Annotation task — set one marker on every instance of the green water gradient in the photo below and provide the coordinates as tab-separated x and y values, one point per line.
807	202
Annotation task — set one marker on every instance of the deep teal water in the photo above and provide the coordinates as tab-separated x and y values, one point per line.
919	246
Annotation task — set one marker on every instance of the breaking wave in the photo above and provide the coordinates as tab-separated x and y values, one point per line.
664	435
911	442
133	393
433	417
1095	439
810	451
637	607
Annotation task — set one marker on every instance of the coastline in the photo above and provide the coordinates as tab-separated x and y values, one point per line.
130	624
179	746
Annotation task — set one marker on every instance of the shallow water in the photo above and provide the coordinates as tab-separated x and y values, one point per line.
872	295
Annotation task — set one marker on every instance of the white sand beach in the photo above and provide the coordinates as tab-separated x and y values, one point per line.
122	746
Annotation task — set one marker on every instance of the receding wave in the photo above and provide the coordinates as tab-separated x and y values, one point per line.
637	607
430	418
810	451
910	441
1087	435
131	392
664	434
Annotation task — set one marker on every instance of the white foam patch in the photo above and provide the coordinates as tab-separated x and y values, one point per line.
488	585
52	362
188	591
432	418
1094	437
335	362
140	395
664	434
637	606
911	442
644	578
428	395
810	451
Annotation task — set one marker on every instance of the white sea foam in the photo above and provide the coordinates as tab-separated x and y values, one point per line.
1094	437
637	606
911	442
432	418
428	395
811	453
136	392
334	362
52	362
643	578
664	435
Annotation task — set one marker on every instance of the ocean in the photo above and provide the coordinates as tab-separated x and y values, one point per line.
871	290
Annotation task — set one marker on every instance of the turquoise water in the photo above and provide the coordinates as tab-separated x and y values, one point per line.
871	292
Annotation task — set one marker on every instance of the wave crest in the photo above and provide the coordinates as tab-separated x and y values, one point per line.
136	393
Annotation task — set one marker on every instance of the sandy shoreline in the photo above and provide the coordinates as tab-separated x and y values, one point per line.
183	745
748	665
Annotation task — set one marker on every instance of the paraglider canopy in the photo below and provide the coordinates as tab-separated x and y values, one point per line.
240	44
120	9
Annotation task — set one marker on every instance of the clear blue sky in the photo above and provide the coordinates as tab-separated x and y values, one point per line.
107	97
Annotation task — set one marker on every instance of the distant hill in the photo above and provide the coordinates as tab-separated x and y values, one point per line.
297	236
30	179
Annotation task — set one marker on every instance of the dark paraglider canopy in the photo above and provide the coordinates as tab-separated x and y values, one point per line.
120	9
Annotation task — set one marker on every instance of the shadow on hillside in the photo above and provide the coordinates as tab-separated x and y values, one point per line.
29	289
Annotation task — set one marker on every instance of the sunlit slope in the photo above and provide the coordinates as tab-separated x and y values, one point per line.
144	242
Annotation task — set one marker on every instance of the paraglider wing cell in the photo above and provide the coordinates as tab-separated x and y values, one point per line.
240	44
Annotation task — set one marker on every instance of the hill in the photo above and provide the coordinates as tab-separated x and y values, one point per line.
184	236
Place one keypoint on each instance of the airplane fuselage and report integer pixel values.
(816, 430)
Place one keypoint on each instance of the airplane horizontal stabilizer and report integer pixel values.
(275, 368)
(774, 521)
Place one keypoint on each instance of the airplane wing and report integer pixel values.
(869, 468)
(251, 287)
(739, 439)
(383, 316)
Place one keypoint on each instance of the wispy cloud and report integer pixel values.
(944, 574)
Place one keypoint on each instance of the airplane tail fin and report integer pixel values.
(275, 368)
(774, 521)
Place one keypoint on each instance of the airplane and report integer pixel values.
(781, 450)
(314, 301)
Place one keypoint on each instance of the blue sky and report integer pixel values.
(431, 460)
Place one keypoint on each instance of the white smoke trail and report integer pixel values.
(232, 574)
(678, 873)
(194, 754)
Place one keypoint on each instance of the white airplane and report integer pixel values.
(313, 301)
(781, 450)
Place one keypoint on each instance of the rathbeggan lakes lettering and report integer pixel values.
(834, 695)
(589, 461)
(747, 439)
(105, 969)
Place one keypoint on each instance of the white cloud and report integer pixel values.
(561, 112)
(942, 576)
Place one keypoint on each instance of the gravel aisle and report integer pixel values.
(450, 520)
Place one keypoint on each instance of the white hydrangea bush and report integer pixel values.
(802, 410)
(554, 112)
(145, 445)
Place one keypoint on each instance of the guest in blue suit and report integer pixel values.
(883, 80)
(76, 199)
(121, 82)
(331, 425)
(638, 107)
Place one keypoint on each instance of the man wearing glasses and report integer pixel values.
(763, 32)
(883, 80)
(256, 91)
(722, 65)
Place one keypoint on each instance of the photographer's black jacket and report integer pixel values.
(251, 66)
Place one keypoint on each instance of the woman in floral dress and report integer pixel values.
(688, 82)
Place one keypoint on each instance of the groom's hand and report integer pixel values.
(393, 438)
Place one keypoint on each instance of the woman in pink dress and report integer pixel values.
######
§ WORK TO COMPLETE:
Copy out the whole listing, exactly as written.

§ ANSWER TO THIS TASK:
Annotation task — set one marker on every instance of the green water gradient in the photo below and provide the coordinates as tab-separated x and y values, one point per line.
807	202
Annotation task — set one marker on every instance of the deep teal water in the photo above and provide the coordinates as tab-separated x and y values, one point per line.
919	246
Annotation task — set one marker on every instance of the breaking wave in the photo above and provide the coordinates as tab-separated x and y values, one point per line.
664	435
911	442
133	393
433	417
1095	439
810	451
637	607
Annotation task — set one marker on every instance of the coastline in the photo above and provide the coordinates as tab-separated x and y values, one point per line.
130	624
179	746
Annotation task — set one marker on every instance of the shallow water in the photo above and provide the coordinates as tab-separated x and y values, one point per line.
872	295
Annotation task — set one marker on every instance of the white sand beach in the photo above and provide the coordinates as tab-separated x and y values, one point per line.
122	746
Annotation task — set one marker on every instance of the receding wave in the photo above and provide the coordinates as tab-separated x and y values, one point per line.
637	607
430	418
810	451
910	441
1087	435
131	392
664	434
Annotation task — set one marker on every instance of the white foam patch in the photo above and provide the coordinates as tab-separated x and y values, one point per line.
488	585
52	362
188	591
432	418
1094	437
335	362
140	395
664	434
637	606
911	442
644	578
428	395
810	451
Annotation task — set one marker on every instance of the white sea foam in the photo above and provide the coordinates as tab-separated x and y values, one point per line.
1094	437
637	606
911	442
432	418
428	395
811	453
136	392
334	362
52	362
643	578
664	435
Annotation task — set one marker on every instance of the ocean in the photo above and provide the coordinates as tab-separated x and y values, one point per line.
871	290
Annotation task — set one marker on every instance of the turquoise water in the photo above and provide the coordinates as tab-separated x and y values, one point per line.
871	292
Annotation task — set one marker on every instance of the wave crest in the photo above and provide the coordinates as tab-separated x and y values, one point per line.
136	393
Annotation task — set one marker on every instance of the sandy shoreline in the photo above and provide the coordinates as tab-separated x and y values, one point per line.
183	745
748	665
Annotation task — set one marker on every instance of the paraglider canopy in the photo below and provide the coordinates as tab-separated x and y values, one point per line.
240	44
120	9
Annotation task — set one marker on every instance of the clear blue sky in the photo above and provide the coordinates as tab-separated x and y values, one point per line.
107	97
Annotation task — set one marker on every instance of the distant hill in the photo above and provide the coordinates as tab-separated x and y values, one point per line.
297	236
30	179
Annotation task — set one marker on every instance of the dark paraglider canopy in the photo above and provide the coordinates as tab-separated x and y values, one point per line.
120	9
Annotation task — set one marker on every instance of the shadow on hillside in the photo above and provide the coordinates as tab-separated x and y values, one point per line.
29	289
Annotation task — set one marker on every instance of the sunlit slope in the photo above and provide the coordinates as tab-separated x and y values, one point per line.
144	242
Annotation task — set one marker on every instance of the paraglider wing cell in the photo above and provide the coordinates as tab-separated x and y values, one point per line.
240	44
Annotation task — set one marker on every instance of the hill in the photo above and provide the coordinates as tab-separated x and y values, one point per line.
184	236
Place one keypoint on each instance of the airplane fuselage and report integer pixel values.
(816, 430)
Place one keypoint on each instance of the airplane horizontal stabilizer and report integer pixel values.
(275, 368)
(774, 521)
Place one keypoint on each instance of the airplane wing and report integer pixel values.
(869, 468)
(251, 287)
(739, 439)
(383, 316)
Place one keypoint on each instance of the wispy cloud and report integer pixel values.
(944, 574)
Place one keypoint on each instance of the airplane tail fin and report integer pixel values.
(275, 368)
(774, 521)
Place one keypoint on each instance of the airplane and report integer pixel values.
(781, 450)
(314, 301)
Place one keypoint on each instance of the blue sky and report integer pixel values.
(431, 460)
Place one keypoint on each instance of the white smoke trail and report integer pixel values.
(232, 574)
(678, 873)
(194, 754)
Place one keypoint on each instance of the white airplane and report integer pixel values.
(313, 301)
(781, 450)
Place one keypoint on each instance of the rathbeggan lakes lettering and report integer pixel values.
(834, 695)
(589, 461)
(747, 439)
(105, 969)
Place one keypoint on each instance of the white cloud and report integer pixel values.
(561, 112)
(942, 576)
Place one keypoint on each instance of the gravel aisle and report integer pixel values.
(450, 520)
Place one keypoint on each instance of the white hydrangea bush and report integer pixel values.
(802, 410)
(554, 112)
(145, 445)
Place one keypoint on each instance of the guest in blue suit and report integer pixel values.
(883, 80)
(76, 199)
(121, 82)
(331, 425)
(638, 107)
Place one keypoint on each instance of the man wearing glasses and report integer pixel values.
(763, 32)
(883, 80)
(256, 91)
(722, 65)
Place one keypoint on each instance of the photographer's black jacket and report integer pixel values.
(251, 66)
Place one keypoint on each instance of the woman in floral dress and report integer pixel values.
(688, 82)
Place one keypoint on each instance of the groom's hand and report integer pixel values.
(393, 438)
Place one keypoint on each instance of the woman in pink dress and report integer pixel values.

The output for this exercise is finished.